Sunday

Business ecosystems - perfect metaphor for the biotech industry

Strategy as Ecology, Marco Iansiti and Roy Levien, 2004

Another article from the March edition of HBR. Iansiti and Levien compare networks of suppliers, distributors, outsourcing firms, makers of related products or services, technology providers, etc. to ecosystems in nature. Certainly not a new concept for anyone who has read up on networks recently, but they carry the analogy further to derive business strategies and insights. An interesting read.

Like an individual species in a biological ecosystem, each member of a business ecosystem ultimately shares the fate of the network as a whole, regardless of that member’s apparent strength. From their earliest days, Wal-Mart and Microsoft—unlike companies that focus primarily on their internal capabilities—have realized this and pursued strategies that not only aggressively further their own interests but also promote their ecosystems’ overall health.

They have done this by creating “platforms”—services, tools, or technologies—that other members of the ecosystem can use to enhance their own performance. Wal-Mart’s procurement system offers its suppliers invaluable real-time information on customer demand and preferences, while providing the retailer with a significant cost advantage over its competitors. (For a breakdown of how Wal-Mart’s network strategy contributes to this advantage, see the exhibit “The Ecosystem Edge.”) Microsoft’s tools and technologies allow software companies to easily create programs for the widespread Windows operating system—programs that, in turn, provide Microsoft with a steady stream of new Windows applications. In both cases, these symbiotic relationships ultimately have benefited consumers—Wal-Mart’s got quality goods at lower prices, and Microsoft’s got a wide array of new computing features—and gave the firms’ ecosystems a collective advantage over competing networks.

* [SUPPLIED INFORMATION]:

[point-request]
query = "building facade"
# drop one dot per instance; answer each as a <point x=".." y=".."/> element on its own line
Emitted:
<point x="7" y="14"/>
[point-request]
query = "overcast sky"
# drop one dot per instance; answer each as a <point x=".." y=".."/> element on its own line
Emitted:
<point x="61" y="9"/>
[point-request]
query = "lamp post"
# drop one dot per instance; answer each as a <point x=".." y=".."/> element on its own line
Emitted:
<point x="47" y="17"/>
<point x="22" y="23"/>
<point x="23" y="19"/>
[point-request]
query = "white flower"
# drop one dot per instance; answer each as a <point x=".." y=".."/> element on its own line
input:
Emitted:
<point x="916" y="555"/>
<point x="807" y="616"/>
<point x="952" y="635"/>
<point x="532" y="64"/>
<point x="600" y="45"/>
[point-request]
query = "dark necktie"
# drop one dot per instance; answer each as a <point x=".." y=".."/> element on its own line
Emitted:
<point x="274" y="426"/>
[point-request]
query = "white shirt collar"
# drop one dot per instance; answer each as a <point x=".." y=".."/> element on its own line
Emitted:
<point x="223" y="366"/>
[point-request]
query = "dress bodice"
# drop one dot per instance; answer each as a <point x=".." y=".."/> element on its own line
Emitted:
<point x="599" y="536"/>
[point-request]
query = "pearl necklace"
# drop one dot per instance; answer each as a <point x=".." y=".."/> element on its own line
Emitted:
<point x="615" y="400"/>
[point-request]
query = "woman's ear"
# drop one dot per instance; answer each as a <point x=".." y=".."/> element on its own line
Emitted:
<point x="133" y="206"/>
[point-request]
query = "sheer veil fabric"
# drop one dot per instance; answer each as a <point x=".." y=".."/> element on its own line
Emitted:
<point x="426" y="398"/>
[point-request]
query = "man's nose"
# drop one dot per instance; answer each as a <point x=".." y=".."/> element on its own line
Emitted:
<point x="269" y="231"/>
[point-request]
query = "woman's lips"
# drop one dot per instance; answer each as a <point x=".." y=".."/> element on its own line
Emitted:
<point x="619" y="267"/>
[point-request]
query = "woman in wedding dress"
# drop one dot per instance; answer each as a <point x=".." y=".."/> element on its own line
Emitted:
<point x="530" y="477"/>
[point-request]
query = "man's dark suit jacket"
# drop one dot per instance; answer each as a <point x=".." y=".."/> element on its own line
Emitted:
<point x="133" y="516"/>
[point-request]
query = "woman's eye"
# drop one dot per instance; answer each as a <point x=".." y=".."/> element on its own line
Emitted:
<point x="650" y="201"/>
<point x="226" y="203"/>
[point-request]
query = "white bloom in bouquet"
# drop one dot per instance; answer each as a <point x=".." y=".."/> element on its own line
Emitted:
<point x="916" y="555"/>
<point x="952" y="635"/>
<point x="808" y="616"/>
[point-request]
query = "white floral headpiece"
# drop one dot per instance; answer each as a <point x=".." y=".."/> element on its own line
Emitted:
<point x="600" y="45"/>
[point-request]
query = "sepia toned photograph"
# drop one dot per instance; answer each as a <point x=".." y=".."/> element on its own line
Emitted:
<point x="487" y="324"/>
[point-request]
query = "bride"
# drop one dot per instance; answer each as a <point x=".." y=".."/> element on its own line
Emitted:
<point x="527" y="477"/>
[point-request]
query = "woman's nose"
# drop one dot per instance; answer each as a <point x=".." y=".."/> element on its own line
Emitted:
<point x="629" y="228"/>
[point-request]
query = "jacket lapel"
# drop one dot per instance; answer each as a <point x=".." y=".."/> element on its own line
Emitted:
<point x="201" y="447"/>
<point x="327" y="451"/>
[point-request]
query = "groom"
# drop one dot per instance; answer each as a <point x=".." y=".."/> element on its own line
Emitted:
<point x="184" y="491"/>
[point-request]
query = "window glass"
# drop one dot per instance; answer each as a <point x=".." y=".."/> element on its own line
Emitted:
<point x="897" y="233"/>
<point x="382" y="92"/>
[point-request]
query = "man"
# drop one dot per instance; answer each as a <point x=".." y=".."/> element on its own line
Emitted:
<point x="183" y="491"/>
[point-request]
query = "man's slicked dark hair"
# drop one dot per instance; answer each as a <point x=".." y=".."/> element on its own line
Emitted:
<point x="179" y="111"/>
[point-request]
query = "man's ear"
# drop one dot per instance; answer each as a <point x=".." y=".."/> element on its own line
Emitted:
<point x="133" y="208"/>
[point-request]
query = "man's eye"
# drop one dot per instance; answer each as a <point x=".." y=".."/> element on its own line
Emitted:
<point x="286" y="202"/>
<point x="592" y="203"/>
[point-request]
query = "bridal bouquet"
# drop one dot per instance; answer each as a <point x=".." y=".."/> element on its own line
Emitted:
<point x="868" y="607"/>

* [WORK TO COMPLETE]:
• A. Retype the part of the passage on business ecosystems that opens with the words containing "Like an individual" and closes with "ecosystems’ overall health.".
• B. Write what comes next in the passage on business ecosystems, beginning after its last sentence.

* [PER-TASK ANSWERS]:
• A.
Like an individual species in a biological ecosystem, each member of a business ecosystem ultimately shares the fate of the network as a whole, regardless of that member’s apparent strength. From their earliest days, Wal-Mart and Microsoft—unlike companies that focus primarily on their internal capabilities—have realized this and pursued strategies that not only aggressively further their own interests but also promote their ecosystems’ overall health.

• B.
Assessing Your Ecosystem’s Health

So what is a healthy business ecosystem? What are the indications that it will continue to create opportunities for each of its domains and for those who depend on it? There are three critical measures of health—for business as well as biological ecosystems.

Productivity. The most important measure of a biological ecosystem’s health is its ability to effectively convert nonbiological inputs, such as sunlight and mineral nutrients, into living outputs—populations of organisms, or biomass. The business equivalent is a network’s ability to consistently transform technology and other raw materials of innovation into lower costs and new products. There are a number of ways to measure this. A relatively simple one is return on invested capital.

Robustness. To provide durable benefits to the species that depend on it, a biological ecosystem must persist in the face of environmental changes. Similarly, a business ecosystem should be capable of surviving disruptions such as unforeseen technological change. The benefits are obvious: A company that is part of a robust ecosystem enjoys relative predictability, and the relationships among members of the ecosystem are buffered against external shocks. Perhaps the simplest, if crude, measure of robustness is the survival rates of ecosystem members, either over time or relative to comparable ecosystems.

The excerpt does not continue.